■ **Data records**
** START **

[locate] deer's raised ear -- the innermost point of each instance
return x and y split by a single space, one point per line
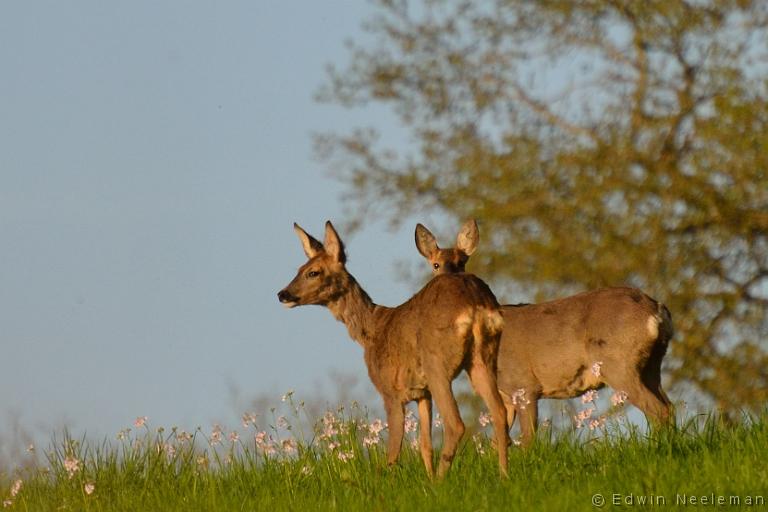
425 241
333 244
468 237
310 245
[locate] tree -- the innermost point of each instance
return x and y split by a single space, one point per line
598 142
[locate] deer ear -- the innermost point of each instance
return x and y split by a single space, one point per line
468 237
333 244
310 245
425 241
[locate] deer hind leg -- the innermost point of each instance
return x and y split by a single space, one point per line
642 396
440 388
529 417
509 405
425 433
396 422
651 379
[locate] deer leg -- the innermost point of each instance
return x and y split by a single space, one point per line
510 407
651 378
425 433
655 409
440 387
396 422
484 383
529 417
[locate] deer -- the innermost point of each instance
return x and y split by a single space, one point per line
413 351
565 347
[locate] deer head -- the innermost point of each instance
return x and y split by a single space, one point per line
323 278
448 261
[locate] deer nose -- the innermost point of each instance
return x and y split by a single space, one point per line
285 296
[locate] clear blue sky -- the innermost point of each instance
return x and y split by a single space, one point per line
153 157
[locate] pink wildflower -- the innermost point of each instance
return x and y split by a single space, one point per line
618 398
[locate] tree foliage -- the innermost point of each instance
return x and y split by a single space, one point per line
599 142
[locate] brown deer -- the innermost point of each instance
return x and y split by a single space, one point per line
415 350
562 348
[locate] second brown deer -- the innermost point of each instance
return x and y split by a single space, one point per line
415 350
562 348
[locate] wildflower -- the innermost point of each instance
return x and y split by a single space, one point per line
345 456
216 435
376 427
329 426
72 466
618 398
583 416
270 448
249 419
598 423
261 439
289 446
410 422
519 398
478 439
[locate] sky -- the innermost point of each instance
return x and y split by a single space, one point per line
153 158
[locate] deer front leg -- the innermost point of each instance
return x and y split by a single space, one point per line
425 434
396 421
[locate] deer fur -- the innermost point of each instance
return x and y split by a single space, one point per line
562 348
415 350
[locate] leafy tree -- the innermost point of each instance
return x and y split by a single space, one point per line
598 142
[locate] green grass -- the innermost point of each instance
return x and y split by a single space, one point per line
562 471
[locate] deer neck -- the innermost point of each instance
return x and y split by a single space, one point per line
357 311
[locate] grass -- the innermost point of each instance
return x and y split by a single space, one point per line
340 464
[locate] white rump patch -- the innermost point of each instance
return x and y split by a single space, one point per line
653 326
495 322
464 323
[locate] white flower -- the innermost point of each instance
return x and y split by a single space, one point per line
519 398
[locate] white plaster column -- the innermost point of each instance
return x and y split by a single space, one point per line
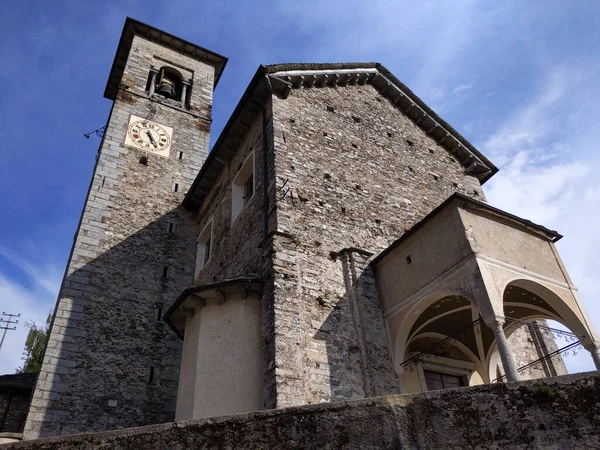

** END **

■ **Objective**
Lay out every line of the listing above as a JSON list of strings, one string per line, skipping any blank lines. Leave the pictures out.

■ **Reply**
[
  "[locate] deer's raised ear -- the innermost point of each instance",
  "return x and y split by a single space, one point per line",
  "425 241",
  "333 244",
  "468 237",
  "310 245",
  "[locate] tree -- the innermost point of each instance",
  "return x and y split by a single space, one point per line",
  "598 142",
  "[locate] deer ear -- the innermost point of each instance",
  "return x and y split by a single space, one point per line",
  "468 237",
  "333 244",
  "310 245",
  "425 241",
  "[locate] deer hind leg -- the innermost point of each instance",
  "return x and y split by a single space, one point per line",
  "642 396",
  "440 388",
  "529 417",
  "509 405",
  "425 433",
  "396 422",
  "651 379",
  "[locate] deer leg -- the innermost point of each instance",
  "return x and y split by a single space, one point per line",
  "510 407",
  "651 378",
  "425 433",
  "655 409",
  "440 387",
  "396 422",
  "484 383",
  "529 417",
  "[locate] deer -- the innermost point of each instance",
  "return x and y split by a single space, one point per line",
  "413 351",
  "565 347",
  "[locate] deer head -- the innermost point of each instance",
  "return x and y split by a single space, one point per line",
  "323 278",
  "448 261",
  "[locate] deer nose -- the innermost point of each instance",
  "return x and y split by a single space, one point per line",
  "285 296",
  "[locate] clear blue sky -- the innermost point of each instance",
  "return x and y split by a single space, one point per line",
  "153 157",
  "[locate] pink wildflower -- the innermost point of each instance",
  "return x and y split by a single space, one point per line",
  "618 398",
  "[locate] tree foliage -- the innermost point of each instance",
  "return x and y split by a single space, one point per line",
  "599 142",
  "[locate] brown deer -- the innermost point of each instance",
  "return x and y split by a single space, one point per line",
  "415 350",
  "562 348",
  "[locate] second brown deer -- the innermost point of each instance",
  "return x and y split by a single space, one point per line",
  "415 350",
  "562 348",
  "[locate] wildflower -- the innermost point of each instance",
  "return x and y split by a single space, one point per line",
  "345 456",
  "216 435",
  "376 427",
  "329 426",
  "72 466",
  "618 398",
  "583 416",
  "270 448",
  "249 419",
  "598 423",
  "261 439",
  "289 446",
  "410 422",
  "519 398",
  "478 439",
  "[locate] sky -- the innermost point of each instance",
  "return x and y split by a single space, one point per line",
  "153 158",
  "[locate] deer front leg -- the innermost point of each instance",
  "return x and y split by a single space, one point per line",
  "425 434",
  "396 421",
  "[locate] deer fur -- the innermost point of each instance",
  "return x and y split by a single space, one point per line",
  "562 348",
  "415 350",
  "[locate] leafy tree -- the innermost point of each instance",
  "return x and y split by a single space, one point per line",
  "598 142",
  "[locate] green grass -- the innermost point of each instance",
  "return x and y split by a single space, one point per line",
  "562 471",
  "[locate] deer neck -- the innermost point of each instance",
  "return x and y split by a single space, one point per line",
  "357 311",
  "[locate] grass -- the innermost point of each instance",
  "return x and y split by a single space, one point per line",
  "340 464",
  "[locate] white rump patch -- the innermost point of each instance",
  "return x and y split by a single space, one point per line",
  "653 326",
  "495 322",
  "464 323",
  "[locate] white flower -- the innermost point of each instance",
  "return x and y split by a single space, one point per line",
  "519 398",
  "[locate] white plaster column -- the innermost point of each instance",
  "return x and y split by a single space, one point per line"
]